## WHAT IS ASKED
Rewrite all the items below, changing every "white flower" to "white blossom" and keeping everything else the same. Don't include the pictures.

## Records from a data source
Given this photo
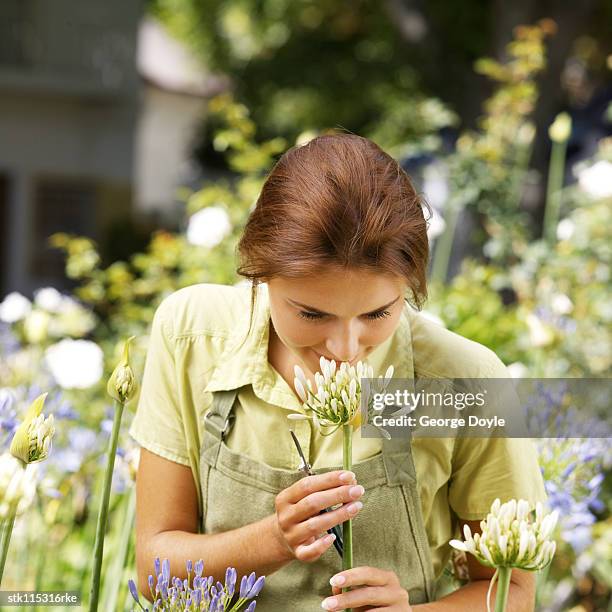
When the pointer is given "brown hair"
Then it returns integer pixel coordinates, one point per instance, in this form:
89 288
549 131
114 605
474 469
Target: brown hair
339 200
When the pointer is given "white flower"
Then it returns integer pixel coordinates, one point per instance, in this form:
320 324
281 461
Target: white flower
71 319
208 227
430 316
565 229
337 398
305 137
48 298
36 326
75 364
17 485
435 184
14 307
435 225
561 128
596 180
518 370
561 304
540 334
510 539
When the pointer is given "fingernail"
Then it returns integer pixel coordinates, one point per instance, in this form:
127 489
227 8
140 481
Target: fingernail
337 580
356 491
330 538
329 603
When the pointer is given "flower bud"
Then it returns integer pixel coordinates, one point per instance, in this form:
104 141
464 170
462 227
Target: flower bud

## TASK OUTPUT
Given this photo
When the pointer is given "brown hair"
Then it returns integer pixel coordinates, one point per instance, in this form:
89 288
549 131
114 605
474 469
Target: brown hair
339 200
When the pointer is given "white blossom"
Then it returns integer pixel coordinates, one point per instance, in this form:
320 324
281 461
Target: white blossom
71 319
208 227
430 316
565 229
337 398
305 137
48 298
36 326
75 364
17 485
435 184
14 307
435 225
561 128
596 180
518 370
561 304
540 334
510 539
When the pointer is given "fingernail"
Then it returns integer pixel coordinates, one point per instance, in this form:
127 489
227 8
140 481
Target: fingernail
337 580
356 491
330 538
329 603
When the pointer is given "flower bud"
Then it returns integer pixel coordinates, one point per instance, in this form:
104 141
464 170
462 227
Target: flower bud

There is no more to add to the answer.